(Annotated coordinate records)
════════════════════

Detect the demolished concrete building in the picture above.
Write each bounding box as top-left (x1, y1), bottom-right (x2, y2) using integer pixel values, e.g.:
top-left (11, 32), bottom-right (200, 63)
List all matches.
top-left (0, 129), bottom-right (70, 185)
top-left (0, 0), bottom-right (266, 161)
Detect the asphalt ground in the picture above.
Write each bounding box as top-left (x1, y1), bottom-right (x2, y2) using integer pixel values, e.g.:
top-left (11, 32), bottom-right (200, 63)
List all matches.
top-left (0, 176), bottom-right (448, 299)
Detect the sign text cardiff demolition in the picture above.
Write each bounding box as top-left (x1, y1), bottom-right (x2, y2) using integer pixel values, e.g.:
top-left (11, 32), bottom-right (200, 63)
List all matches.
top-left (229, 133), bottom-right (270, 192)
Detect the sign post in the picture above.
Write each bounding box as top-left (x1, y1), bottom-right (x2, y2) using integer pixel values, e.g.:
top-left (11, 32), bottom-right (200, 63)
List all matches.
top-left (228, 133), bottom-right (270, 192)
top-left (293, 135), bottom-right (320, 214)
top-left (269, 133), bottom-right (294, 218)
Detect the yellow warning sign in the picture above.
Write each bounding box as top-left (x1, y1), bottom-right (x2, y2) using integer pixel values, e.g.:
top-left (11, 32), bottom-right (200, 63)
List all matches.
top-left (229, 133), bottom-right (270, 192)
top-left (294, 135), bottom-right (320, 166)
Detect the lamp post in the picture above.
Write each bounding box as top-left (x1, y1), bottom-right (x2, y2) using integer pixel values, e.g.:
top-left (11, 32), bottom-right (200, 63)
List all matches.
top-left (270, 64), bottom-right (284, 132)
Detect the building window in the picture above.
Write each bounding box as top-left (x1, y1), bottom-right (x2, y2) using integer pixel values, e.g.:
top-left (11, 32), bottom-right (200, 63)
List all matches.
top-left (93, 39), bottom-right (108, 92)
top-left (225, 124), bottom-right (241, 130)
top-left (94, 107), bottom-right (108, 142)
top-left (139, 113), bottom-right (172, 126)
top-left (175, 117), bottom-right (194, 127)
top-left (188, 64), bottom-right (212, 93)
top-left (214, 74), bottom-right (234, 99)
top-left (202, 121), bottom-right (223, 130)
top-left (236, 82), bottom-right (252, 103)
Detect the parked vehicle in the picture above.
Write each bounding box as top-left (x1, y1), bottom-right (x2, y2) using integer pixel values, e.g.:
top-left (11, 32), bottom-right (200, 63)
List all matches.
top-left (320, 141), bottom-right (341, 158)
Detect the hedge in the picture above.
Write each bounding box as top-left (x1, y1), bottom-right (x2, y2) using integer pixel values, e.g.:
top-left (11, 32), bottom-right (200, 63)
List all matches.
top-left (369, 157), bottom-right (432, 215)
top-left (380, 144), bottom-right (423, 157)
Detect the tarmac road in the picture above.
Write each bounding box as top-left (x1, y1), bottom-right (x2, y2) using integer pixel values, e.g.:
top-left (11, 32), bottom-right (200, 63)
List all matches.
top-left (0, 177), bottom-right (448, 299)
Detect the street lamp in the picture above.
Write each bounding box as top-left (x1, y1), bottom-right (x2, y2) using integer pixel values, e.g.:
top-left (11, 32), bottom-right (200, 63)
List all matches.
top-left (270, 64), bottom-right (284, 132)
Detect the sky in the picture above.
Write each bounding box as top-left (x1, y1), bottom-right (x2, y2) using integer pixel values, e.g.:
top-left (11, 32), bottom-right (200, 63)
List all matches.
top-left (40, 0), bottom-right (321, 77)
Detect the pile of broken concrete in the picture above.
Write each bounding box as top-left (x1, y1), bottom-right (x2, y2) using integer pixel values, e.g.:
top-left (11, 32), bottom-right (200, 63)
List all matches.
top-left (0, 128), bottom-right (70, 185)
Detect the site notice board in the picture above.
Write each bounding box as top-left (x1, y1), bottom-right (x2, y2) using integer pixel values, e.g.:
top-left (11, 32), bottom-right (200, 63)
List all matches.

════════════════════

▶ **Exercise objective**: Write out, word for word, the stretch of the items above from the line containing "Detect the pile" through the last line of the items.

▶ **Solution to the problem**:
Detect the pile of broken concrete in the picture above.
Write each bounding box as top-left (x1, y1), bottom-right (x2, y2) using integer pixel values, e.g.:
top-left (11, 32), bottom-right (200, 63)
List all matches.
top-left (0, 128), bottom-right (70, 185)
Detect the site notice board in the picture above.
Write each bounding box as top-left (x1, y1), bottom-right (x2, y2) using integer pixel values, e.g.:
top-left (11, 32), bottom-right (200, 63)
List all matches.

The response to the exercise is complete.